-- START OF EXTRACTED MATERIAL --

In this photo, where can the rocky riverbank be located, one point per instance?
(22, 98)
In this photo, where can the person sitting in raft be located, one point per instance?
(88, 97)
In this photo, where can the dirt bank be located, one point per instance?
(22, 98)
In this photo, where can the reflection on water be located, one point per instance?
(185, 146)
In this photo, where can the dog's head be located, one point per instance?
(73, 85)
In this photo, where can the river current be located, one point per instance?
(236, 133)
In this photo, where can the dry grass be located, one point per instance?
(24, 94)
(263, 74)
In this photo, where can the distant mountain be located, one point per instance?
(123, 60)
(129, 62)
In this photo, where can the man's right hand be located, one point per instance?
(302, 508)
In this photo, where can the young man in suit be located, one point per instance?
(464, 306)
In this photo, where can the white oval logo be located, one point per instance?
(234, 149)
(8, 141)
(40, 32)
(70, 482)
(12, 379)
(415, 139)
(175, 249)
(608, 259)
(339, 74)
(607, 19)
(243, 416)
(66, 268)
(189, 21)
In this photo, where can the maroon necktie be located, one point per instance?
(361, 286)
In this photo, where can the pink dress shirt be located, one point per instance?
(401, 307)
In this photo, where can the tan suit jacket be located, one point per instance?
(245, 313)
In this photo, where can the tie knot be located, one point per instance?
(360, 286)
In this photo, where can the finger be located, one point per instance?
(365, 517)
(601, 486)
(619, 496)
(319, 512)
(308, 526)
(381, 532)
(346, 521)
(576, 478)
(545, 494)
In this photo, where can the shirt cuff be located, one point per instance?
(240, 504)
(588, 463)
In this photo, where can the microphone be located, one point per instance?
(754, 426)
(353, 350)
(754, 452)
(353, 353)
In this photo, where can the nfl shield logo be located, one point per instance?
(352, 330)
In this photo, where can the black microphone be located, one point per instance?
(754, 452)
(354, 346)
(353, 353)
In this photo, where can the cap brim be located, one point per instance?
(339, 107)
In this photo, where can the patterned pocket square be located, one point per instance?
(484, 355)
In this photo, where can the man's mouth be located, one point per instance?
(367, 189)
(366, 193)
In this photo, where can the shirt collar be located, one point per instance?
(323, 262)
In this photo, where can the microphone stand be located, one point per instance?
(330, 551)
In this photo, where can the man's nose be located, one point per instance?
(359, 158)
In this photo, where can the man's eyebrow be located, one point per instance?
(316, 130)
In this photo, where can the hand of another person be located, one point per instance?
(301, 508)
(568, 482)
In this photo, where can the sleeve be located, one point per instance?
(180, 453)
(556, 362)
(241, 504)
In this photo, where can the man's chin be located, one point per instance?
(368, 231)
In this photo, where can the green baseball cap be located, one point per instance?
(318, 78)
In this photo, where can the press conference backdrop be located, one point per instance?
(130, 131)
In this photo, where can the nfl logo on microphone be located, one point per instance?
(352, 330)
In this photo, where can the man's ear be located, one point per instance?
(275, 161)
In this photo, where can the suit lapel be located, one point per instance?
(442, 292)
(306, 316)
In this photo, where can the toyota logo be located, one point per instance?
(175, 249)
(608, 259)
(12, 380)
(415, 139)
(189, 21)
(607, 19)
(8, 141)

-- END OF EXTRACTED MATERIAL --

== THE TASK ==
Extract the full listing and reproduce each line exactly.

== TASK RESPONSE ==
In this photo, where can the rocky riverbank be located, one point per instance?
(22, 98)
In this photo, where can the person sitting in raft be located, one point per instance?
(88, 97)
In this photo, where can the dirt bank be located, one point per instance?
(22, 98)
In this photo, where can the reflection on water be located, one point per instance?
(185, 146)
In this photo, where can the dog's head be located, one point per instance?
(73, 85)
In this photo, where can the river current be located, one point per instance?
(236, 133)
In this photo, where can the dry grass be located, one point per instance?
(24, 94)
(263, 74)
In this photo, where can the distant mountain be located, one point per instance?
(123, 60)
(129, 62)
In this photo, where can the man's right hand be located, one point per instance?
(302, 508)
In this photo, where can the young man in suit be located, one point per instance?
(464, 306)
In this photo, where can the white oval logo be located, one point per instance?
(234, 149)
(8, 141)
(40, 32)
(70, 482)
(12, 379)
(415, 139)
(175, 249)
(608, 259)
(339, 74)
(607, 19)
(243, 416)
(66, 268)
(189, 21)
In this photo, where can the maroon necktie be located, one point per instance?
(361, 286)
In this photo, where can the pink dress shirt be located, one point per instance?
(401, 307)
In this photo, where can the tan suit jacket be located, one point per instance?
(245, 313)
In this photo, where can the tie knot be located, one point per instance?
(360, 286)
In this photo, where can the finger be located, one point per instance?
(365, 517)
(601, 486)
(619, 496)
(319, 512)
(308, 526)
(381, 532)
(346, 521)
(576, 478)
(545, 494)
In this photo, where can the shirt cuff be located, one point per instance?
(240, 504)
(588, 463)
In this photo, where can the microphone be located, one point per instance?
(754, 426)
(353, 350)
(754, 452)
(353, 353)
In this photo, where can the nfl shield logo be located, one point per instance?
(352, 330)
In this photo, where can the black microphone be located, one point per instance?
(754, 452)
(354, 346)
(353, 353)
In this photo, where can the cap brim be located, one point per instance?
(339, 107)
In this photo, where can the patterned pocket square be located, one point per instance?
(484, 355)
In this photo, where can the man's mouth be located, one point per instance?
(367, 189)
(366, 193)
In this photo, where can the shirt collar be located, one point per instance?
(323, 262)
In this photo, where can the microphone stand be located, one point per instance?
(330, 551)
In this photo, where can the man's nose be located, one point per instance?
(359, 158)
In this photo, where can the man's eyebrow be located, one point per instance?
(316, 130)
In this photo, where can the hand of another person be located, one point per instance?
(301, 508)
(568, 482)
In this photo, where can the sleeve be located, one point per instance?
(180, 453)
(556, 362)
(241, 504)
In this photo, where can the man's chin be located, one point per instance?
(368, 231)
In this photo, where can the green baseball cap be located, one point per instance?
(318, 78)
In this photo, where can the press conference backdrop be located, one point per instance?
(130, 131)
In this photo, where can the nfl logo on microphone be located, one point per instance?
(352, 330)
In this photo, where can the man's ear be located, one point per instance?
(275, 161)
In this photo, where can the suit lapel be located, one point per instance?
(442, 292)
(306, 316)
In this photo, where can the toyota logo be located, one point per instance?
(175, 249)
(608, 259)
(12, 380)
(415, 139)
(189, 21)
(607, 19)
(8, 141)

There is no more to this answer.